A run of entries

# # #

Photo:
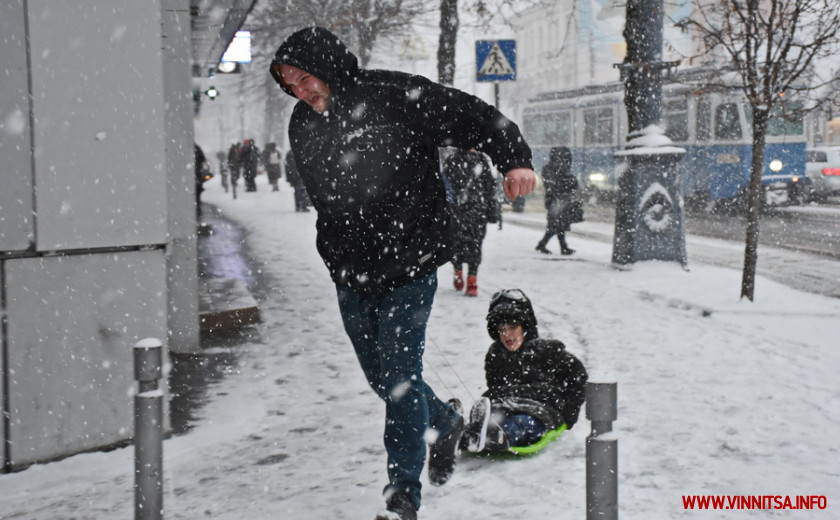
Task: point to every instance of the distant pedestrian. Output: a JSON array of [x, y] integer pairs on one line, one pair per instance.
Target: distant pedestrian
[[366, 145], [272, 160], [234, 163], [561, 203], [223, 169], [202, 173], [250, 162], [293, 178], [474, 185]]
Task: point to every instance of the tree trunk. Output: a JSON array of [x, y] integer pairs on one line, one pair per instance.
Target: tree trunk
[[447, 41], [755, 202]]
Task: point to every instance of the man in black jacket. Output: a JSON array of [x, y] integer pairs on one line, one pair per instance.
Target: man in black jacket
[[366, 146]]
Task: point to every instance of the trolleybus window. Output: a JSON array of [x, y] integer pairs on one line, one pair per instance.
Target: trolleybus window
[[550, 129], [784, 120], [598, 126], [727, 124], [676, 119]]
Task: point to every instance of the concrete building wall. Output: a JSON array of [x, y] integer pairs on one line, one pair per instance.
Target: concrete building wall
[[97, 218]]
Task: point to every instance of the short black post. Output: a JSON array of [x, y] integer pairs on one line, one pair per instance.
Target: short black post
[[601, 452], [148, 431]]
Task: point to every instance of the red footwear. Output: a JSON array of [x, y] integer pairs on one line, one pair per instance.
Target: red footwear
[[458, 281], [472, 286]]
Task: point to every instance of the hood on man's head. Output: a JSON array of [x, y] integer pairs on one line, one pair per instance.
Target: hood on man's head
[[511, 307], [320, 53]]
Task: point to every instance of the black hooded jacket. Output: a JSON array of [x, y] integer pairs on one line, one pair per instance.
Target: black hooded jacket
[[370, 162], [540, 370]]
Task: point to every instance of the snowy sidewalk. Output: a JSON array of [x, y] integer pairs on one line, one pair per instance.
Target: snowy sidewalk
[[716, 396]]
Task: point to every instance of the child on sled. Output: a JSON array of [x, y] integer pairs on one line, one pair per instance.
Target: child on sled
[[535, 388]]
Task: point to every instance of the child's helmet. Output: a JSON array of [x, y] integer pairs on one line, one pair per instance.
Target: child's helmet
[[511, 306]]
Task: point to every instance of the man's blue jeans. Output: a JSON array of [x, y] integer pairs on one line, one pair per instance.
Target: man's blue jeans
[[388, 333]]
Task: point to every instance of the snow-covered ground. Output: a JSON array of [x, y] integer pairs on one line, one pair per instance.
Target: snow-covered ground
[[717, 396]]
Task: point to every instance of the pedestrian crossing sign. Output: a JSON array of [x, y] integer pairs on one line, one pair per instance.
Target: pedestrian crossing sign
[[495, 60]]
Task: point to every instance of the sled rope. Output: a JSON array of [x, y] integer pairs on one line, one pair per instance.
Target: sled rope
[[452, 368]]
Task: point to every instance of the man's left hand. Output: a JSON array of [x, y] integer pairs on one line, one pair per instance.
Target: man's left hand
[[519, 182]]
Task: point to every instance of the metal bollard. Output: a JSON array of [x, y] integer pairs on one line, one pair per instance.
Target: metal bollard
[[601, 453], [148, 431]]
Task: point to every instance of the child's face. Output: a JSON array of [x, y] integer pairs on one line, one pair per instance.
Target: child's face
[[512, 336]]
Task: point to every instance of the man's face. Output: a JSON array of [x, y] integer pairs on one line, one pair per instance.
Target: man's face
[[512, 336], [307, 87]]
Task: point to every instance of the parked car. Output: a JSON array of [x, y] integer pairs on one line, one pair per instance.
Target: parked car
[[822, 168]]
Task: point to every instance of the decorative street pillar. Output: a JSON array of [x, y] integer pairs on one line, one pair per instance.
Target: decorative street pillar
[[649, 222]]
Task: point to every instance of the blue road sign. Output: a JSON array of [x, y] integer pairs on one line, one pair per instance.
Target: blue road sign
[[495, 60]]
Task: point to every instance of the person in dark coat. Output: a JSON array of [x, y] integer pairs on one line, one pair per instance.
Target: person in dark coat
[[250, 161], [534, 385], [234, 162], [272, 161], [474, 192], [561, 203], [293, 178], [366, 146], [202, 173]]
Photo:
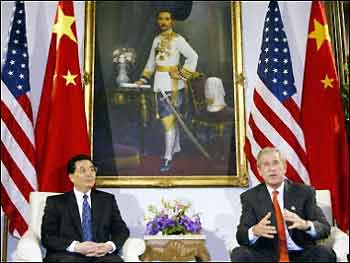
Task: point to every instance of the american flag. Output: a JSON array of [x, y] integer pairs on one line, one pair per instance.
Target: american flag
[[18, 174], [274, 119]]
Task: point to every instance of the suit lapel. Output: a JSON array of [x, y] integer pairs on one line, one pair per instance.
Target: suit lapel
[[265, 200], [74, 210], [95, 204], [288, 200]]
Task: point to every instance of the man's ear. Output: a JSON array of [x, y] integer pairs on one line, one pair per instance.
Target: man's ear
[[71, 178]]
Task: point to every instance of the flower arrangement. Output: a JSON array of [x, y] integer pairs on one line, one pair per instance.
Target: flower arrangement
[[172, 218], [124, 55]]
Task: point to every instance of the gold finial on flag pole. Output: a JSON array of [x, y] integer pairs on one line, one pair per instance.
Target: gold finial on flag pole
[[5, 239]]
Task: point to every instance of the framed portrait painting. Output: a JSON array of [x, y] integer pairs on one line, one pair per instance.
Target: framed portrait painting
[[126, 120]]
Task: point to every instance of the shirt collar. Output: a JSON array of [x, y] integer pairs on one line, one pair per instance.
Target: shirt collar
[[79, 195], [279, 189]]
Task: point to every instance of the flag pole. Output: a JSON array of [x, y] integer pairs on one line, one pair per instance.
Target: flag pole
[[5, 239]]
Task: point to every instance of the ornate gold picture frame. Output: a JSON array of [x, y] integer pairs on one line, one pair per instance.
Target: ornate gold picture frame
[[122, 123]]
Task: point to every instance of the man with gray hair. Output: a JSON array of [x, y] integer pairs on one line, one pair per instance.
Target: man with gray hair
[[280, 220]]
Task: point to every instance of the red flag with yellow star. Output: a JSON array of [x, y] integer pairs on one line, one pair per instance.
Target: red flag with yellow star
[[323, 118], [61, 130]]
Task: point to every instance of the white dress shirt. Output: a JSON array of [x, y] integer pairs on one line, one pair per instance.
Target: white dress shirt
[[290, 243], [79, 196]]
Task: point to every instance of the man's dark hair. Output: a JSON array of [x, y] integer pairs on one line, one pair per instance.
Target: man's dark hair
[[164, 10], [74, 159]]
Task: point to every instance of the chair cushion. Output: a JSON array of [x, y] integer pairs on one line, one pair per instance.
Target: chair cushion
[[37, 206], [323, 198]]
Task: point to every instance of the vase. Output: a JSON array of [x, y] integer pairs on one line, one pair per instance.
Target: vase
[[176, 248], [122, 76]]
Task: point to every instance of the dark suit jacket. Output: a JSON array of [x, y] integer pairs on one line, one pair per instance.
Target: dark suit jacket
[[256, 203], [61, 223]]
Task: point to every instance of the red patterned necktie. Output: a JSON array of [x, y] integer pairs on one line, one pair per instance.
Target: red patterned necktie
[[282, 242]]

# # #

Render every line of the entries above as a numbered list, skipping blank lines and leaving out the pictures.

1. Photo:
2. Task: point to every instance of the distant pedestrian. Output: a JSON array of [x, y] integer pairs on one line, one pair per instance.
3. Target: distant pedestrian
4. [[366, 145], [272, 160], [234, 163], [561, 203], [223, 169], [202, 173], [250, 162], [293, 178], [474, 185]]
5. Task: point to every instance of the tree trunk. Output: a JSON array of [x, y] integer pairs on one line, one pair per instance.
6. Target: tree trunk
7. [[447, 41], [755, 202]]
8. Task: point to every instance of the man in black jacket. Output: a JSON array of [x, y] integer pairs on one line, one pair per instance.
9. Target: man in black jacket
10. [[366, 146]]
11. Task: point to every instance of the trolleybus window. Output: a JSON array of [x, y] integer pairs on one line, one pair per instance.
12. Target: trolleybus window
13. [[550, 129], [784, 120], [598, 126], [727, 124], [676, 119]]
14. Task: point to every instance of the concrete building wall. Output: a JSON array of [x, y] integer pairs on one line, one pair per instance.
15. Target: concrete building wall
16. [[97, 218]]
17. Task: point to every instance of the short black post. Output: a JSON array of [x, y] integer pairs on one line, one pair per instance.
18. Target: short black post
19. [[601, 452], [148, 431]]
20. Task: point to every instance of the red footwear. Output: a JSON array of [x, y] integer pairs on one line, one pair per instance.
21. Target: red footwear
22. [[458, 281], [472, 286]]
23. Task: point to every instance of the hood on man's head. Output: a JSON array of [x, y] integer pairs on one line, one pair per instance.
24. Target: hood on man's head
25. [[511, 307], [320, 53]]
26. Task: point to every instance of the black hooded jacket. Output: a JSON array of [x, y] integer pairs on one line, one pair per instance.
27. Target: black hooded jacket
28. [[370, 162], [540, 370]]
29. Task: point to every instance of the snowy sidewalk. Output: a JSON array of [x, y] integer pairs on one line, one pair per instance.
30. Target: snowy sidewalk
31. [[716, 396]]
32. Task: point to every instance of the child on sled. Output: a JSON array of [x, y] integer pairs on one line, one pair per instance.
33. Target: child on sled
34. [[535, 388]]
35. Task: point to every instance of the child's helmet. Output: a JSON array of [x, y] integer pairs on one line, one pair per instance.
36. Target: child's helmet
37. [[511, 306]]
38. Task: point to every instance of the man's blue jeans. Output: a JSON array of [x, y] integer pairs on one line, one pair per instance.
39. Target: man's blue jeans
40. [[388, 333]]
41. Task: point to every instance of the snow-covered ground. Output: a JSON array of [x, y] integer pairs on one line, one pair per instance.
42. Target: snow-covered ground
43. [[717, 396]]
44. Task: point to every instance of the pedestrian crossing sign. Output: a JSON array of [x, y] integer pairs on one line, one pair per instance.
45. Target: pedestrian crossing sign
46. [[495, 60]]
47. Task: point to every instance of the sled rope. Output: a JSON array of [x, y] integer pairs on one line, one pair per instance.
48. Target: sled rope
49. [[452, 368]]
50. Task: point to every instance of the man's left hand. Output: a JSON array of [x, y] integer pairs on one line, one pair per instance.
51. Target: man's left hand
52. [[519, 182]]
53. Task: point to every instance of the metal bollard. Output: a JSON array of [x, y] integer pairs on one line, one pair per instance.
54. Target: metal bollard
55. [[601, 453], [148, 431]]
56. Task: point to every instance of the child's face. Output: a JSON array of [x, y] integer pairs on one line, one pair per instance.
57. Target: child's face
58. [[512, 336]]
59. Task: point to every instance of the man's face. Output: a JSON array of [x, y] integer pairs on one line, one pair per instance.
60. Target: man's face
61. [[512, 336], [307, 87]]
62. Task: point to every instance of the parked car. Output: a JSON array of [x, y] integer pairs on one line, one pair per instance.
63. Target: parked car
64. [[822, 168]]
65. Task: point to every instance of the decorative street pillar. Output: a JSON array of [x, y] integer pairs on one line, one pair per instance.
66. Target: decorative street pillar
67. [[649, 222]]
68. Task: point to every instance of the blue road sign. Output: a JSON array of [x, y] integer pairs on one line, one pair per instance.
69. Target: blue road sign
70. [[495, 60]]
71. Task: point to every instance of the person in dark coat. Output: a JSON array of [x, y] integer pairs on one line, one pair per instance.
72. Target: person in dark coat
73. [[250, 161], [534, 385], [234, 162], [272, 161], [474, 192], [561, 203], [293, 178], [366, 146], [202, 173]]
74. Photo:
75. Task: point to every instance of the american flag. Output: a JSON array of [x, y] integer pairs on one line, one pair per instance.
76. Target: american flag
77. [[18, 174], [274, 119]]
78. Task: point to every instance of the suit lapel. Output: a JSON array of [x, y] integer pairs on one line, one pair per instance.
79. Target: suit lapel
80. [[265, 200], [74, 210], [95, 204], [288, 200]]
81. Task: point to every instance of the man's ear. Output: a JSON array of [x, y] integer pairs on one line, one pair per instance.
82. Target: man's ear
83. [[71, 178]]
84. Task: point to every instance of the flower arrangement. Output: a JSON array of [x, y] integer pairs on one line, one pair per instance.
85. Target: flower arrangement
86. [[172, 218], [124, 55]]
87. Task: point to every instance of the gold finial on flag pole. Output: a JSON array of [x, y] integer pairs on one line, one pair per instance.
88. Target: gold finial on flag pole
89. [[5, 239]]
90. Task: point to every instance of the framed portrait painting. Output: a JSON array of [x, y] integer pairs on one line, one pair per instance.
91. Target: framed portrait painting
92. [[126, 120]]
93. Task: point to every instance of the shirt collar. Output: a JSON array of [x, y] integer pairs on one line, one pair per instance.
94. Target: shirt collar
95. [[79, 195], [279, 189]]
96. Task: point to every instance of the flag pole. Output: a JSON array of [x, y] integer pairs on one line, one pair per instance.
97. Target: flag pole
98. [[5, 239]]
99. Task: point to every instance of the ornate gold picture frame. Output: a JSON array of [x, y] integer pairs on one line, one pair per instance.
100. Target: ornate gold picture frame
101. [[122, 123]]
102. Task: point to every instance of the man with gray hair. Output: a JSON array of [x, y] integer pairs on one line, one pair per instance.
103. Target: man with gray hair
104. [[280, 220]]
105. Task: point to every instance of the red flag with yellow star. Output: a JSON array of [x, y] integer pairs on one line, one pair per instance.
106. Target: red flag with yellow star
107. [[323, 118], [61, 130]]
108. Task: point to every instance of the white dress shirt. Output: a JSON array of [x, y] integer pairs on one line, one pair per instance.
109. Target: white dress shirt
110. [[290, 243], [79, 196]]
111. Task: point to every instance of the man's dark hair. Output: a JSON array of [x, y] integer pairs on one line, one pair per instance.
112. Target: man's dark hair
113. [[164, 10], [74, 159]]
114. Task: point to every instance of the chair cushion. Output: a JSON array of [x, y] integer pairs on one line, one pair per instance.
115. Target: chair cushion
116. [[37, 206], [323, 198]]
117. Task: point to every instance of the vase. Output: a JSON array of [x, y] integer pairs on one line, one pair per instance.
118. Target: vase
119. [[176, 248], [122, 76]]
120. Task: point to every instance of the dark suit jacket. Output: a JSON array of [x, y] integer pairs on one line, one pair per instance.
121. Target: dark suit jacket
122. [[256, 203], [61, 223]]
123. Task: point to every instance of the red patterned necktie. Output: a JSON array of [x, y] integer pairs on one line, one pair per instance.
124. Target: red patterned necktie
125. [[282, 242]]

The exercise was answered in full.